▸ **PROVIDED PASSAGE**:
Because we all have a soul


----------



## MICHI-CAN (Aug 18, 2021)

Wordplay said:


> Because we all have a soul


Factually we have two. And should have no more unless serious kick to the head. LMAO! 

Die as you choose. I'm laughing until my turn. Peace all.


----------



## Wordplay (Aug 18, 2021)

MICHI-CAN said:


> Factually we have two. And should have no more unless serious kick to the head. LMAO!
> 
> Die as you choose. I'm laughing until my turn. Peace all.


How do we have two?


----------



## MICHI-CAN (Aug 18, 2021)

Wordplay said:


> How do we have two?


You don't have feet?


----------



## Wordplay (Aug 18, 2021)

Wordplay said:


> How do we have two?


Oh soles lol


----------



## MICHI-CAN (Aug 18, 2021)

Wordplay said:


> Oh soles lol


You brought the "Wordplay". 

Humor on.


----------



## Wordplay (Aug 18, 2021)

MICHI-CAN said:


> You brought the "Wordplay".
> 
> Humor on.


Nice one bro


----------



## Roger A. Shrubber (Aug 18, 2021)

i choose not to be a christian...christianity is an exclusive country club religion, and i've never belonged to any club shitty enough to take me as a member


----------



## MICHI-CAN (Aug 18, 2021)

Roger A. Shrubber said:


> i choose not to be a christian...christianity is an exclusive country club religion, and i've never belonged to any club shitty enough to take me as a member


No matter the club. We die alone. Spend my time impressing me. 


peace.


----------



## Roger A. Shrubber (Aug 18, 2021)

we don't die alone...i've known a thousand good people, and ten thousand bad ones...none of them ever leave you, once they touch your life


----------



## Wordplay (Aug 18, 2021)

▸ **GOAL**:
Extend the forum thread about souls and religion, continuing from its final line.

▸ **RECORD EXTRACTS**:
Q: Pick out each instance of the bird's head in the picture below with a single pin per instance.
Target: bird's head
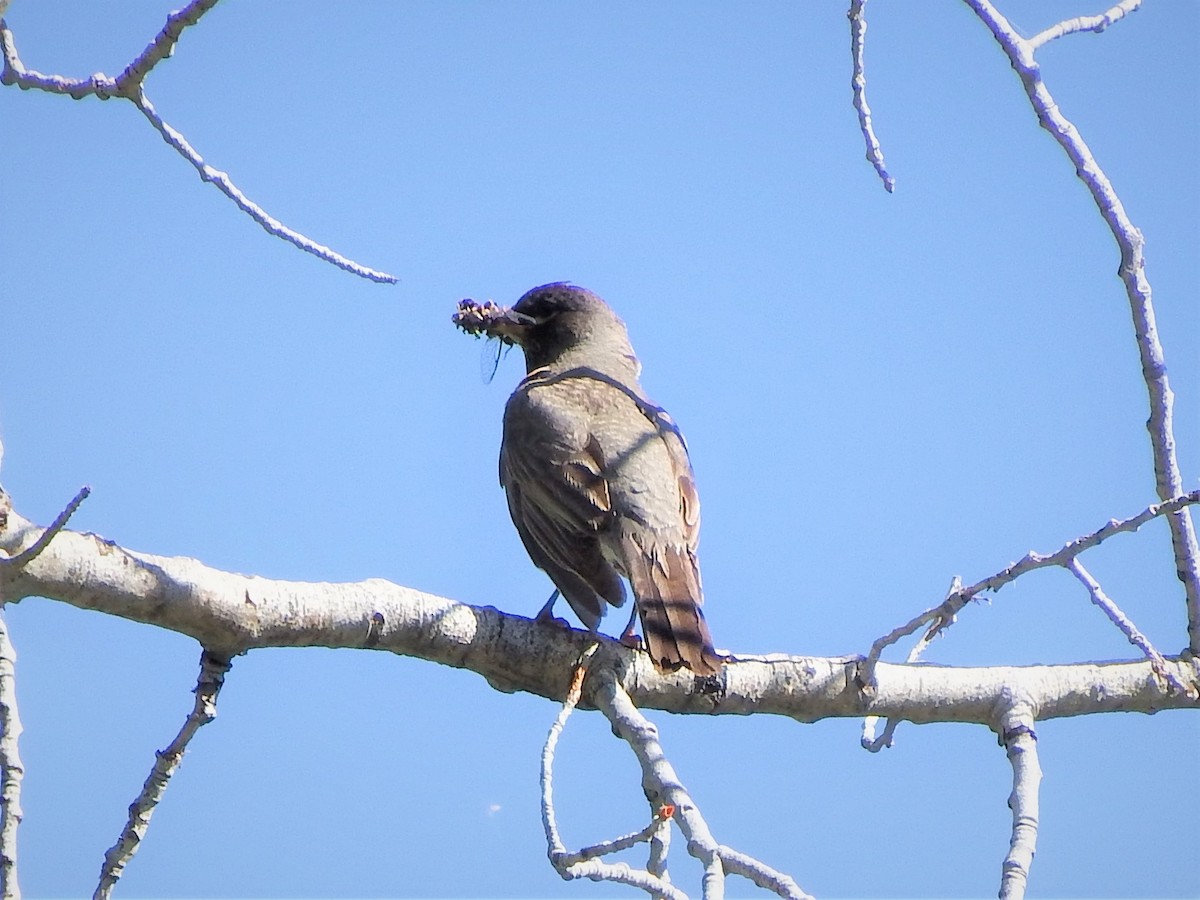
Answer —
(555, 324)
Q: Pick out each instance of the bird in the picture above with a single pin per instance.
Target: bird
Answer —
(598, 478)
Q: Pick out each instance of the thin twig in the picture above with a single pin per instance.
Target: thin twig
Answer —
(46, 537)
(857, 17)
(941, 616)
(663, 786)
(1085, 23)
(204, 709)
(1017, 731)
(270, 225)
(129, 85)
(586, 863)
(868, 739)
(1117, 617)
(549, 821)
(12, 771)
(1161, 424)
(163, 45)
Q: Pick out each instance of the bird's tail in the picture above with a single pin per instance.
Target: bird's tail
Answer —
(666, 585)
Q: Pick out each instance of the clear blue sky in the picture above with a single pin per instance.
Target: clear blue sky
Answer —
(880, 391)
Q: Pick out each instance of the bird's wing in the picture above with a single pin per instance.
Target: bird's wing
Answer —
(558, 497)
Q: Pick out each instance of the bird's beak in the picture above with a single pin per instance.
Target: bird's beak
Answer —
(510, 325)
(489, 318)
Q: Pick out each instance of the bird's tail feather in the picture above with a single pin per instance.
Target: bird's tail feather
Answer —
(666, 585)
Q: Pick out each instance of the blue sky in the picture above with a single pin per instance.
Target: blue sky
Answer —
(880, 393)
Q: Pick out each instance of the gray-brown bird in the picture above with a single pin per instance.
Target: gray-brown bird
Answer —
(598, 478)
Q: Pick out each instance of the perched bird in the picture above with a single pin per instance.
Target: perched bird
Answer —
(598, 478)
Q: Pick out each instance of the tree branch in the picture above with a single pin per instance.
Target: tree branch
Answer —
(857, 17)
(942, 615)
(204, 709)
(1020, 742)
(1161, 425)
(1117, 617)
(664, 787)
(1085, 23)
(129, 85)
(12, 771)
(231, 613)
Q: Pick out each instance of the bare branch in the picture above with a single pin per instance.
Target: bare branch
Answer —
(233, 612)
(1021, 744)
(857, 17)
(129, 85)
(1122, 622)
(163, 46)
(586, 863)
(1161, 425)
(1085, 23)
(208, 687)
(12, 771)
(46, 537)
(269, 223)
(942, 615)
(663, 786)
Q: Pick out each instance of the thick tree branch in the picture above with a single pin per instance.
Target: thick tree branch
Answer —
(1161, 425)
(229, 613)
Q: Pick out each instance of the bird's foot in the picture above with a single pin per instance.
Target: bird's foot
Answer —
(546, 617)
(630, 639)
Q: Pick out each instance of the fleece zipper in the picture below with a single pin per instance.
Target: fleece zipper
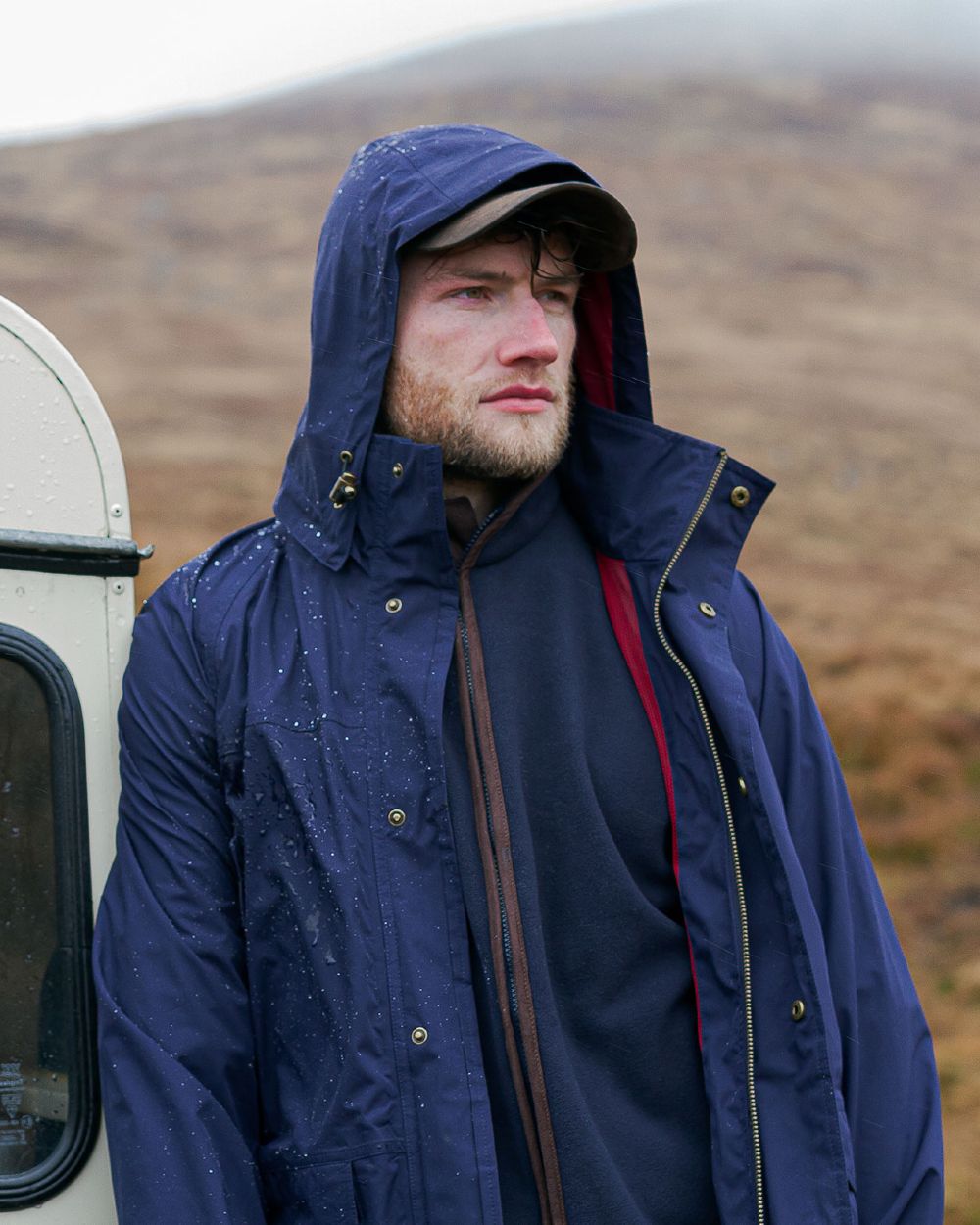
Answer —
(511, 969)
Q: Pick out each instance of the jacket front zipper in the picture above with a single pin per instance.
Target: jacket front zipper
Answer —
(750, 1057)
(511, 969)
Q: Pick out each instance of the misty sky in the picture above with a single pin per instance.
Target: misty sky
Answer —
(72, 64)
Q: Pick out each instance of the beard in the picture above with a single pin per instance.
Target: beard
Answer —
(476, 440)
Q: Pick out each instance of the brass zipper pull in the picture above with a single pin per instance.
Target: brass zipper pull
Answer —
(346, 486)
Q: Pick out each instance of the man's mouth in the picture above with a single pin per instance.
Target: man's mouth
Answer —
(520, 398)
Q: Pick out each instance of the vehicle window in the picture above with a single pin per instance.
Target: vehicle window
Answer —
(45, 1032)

▸ **EXERCISE OUTPUT**:
Roger A. Shrubber said:


> i choose not to be a christian...christianity is an exclusive country club religion, and i've never belonged to any club shitty enough to take me as a member


You don't have to be in a club or a church to follow Jesus. You can have a personal relationship with him.


----------



## StonedGardener (Aug 18, 2021)

Wordplay said:


> If you change your mind, Jesus loves you and would love to see you in heaven with him. God bless brother


Well thanks for understanding.......had a healthy dose of cult life in Catholic school.........yikes.......thanks mom........oh, she was cool, not a fanatic or bible thumper, just old school......my father disgusted with what he called " Holy rollers ".....assholes all week, then on Sunday .....pious, sanctimonious. I've advocated to my prodigy to be "free thinkers".......if so desired, check out certain religions/cults.......hell, check them all out. My tribe ain't herded en masse


----------



## Roger A. Shrubber (Aug 18, 2021)

Wordplay said:


> You don't have to be in a club or a church to follow Jesus. You can have a personal relationship with him.


i'm not sure about jesus' divinity...i'm not an atheist, i believe there's some kind of guiding intelligence to the universe, but i've never been so egotistical as to think they'd have time to deal with my petty prayers...
it seems there was indeed an individual named jesus who existed, and who started the christian movement...but whether or not he was the son of god is entirely up for debate.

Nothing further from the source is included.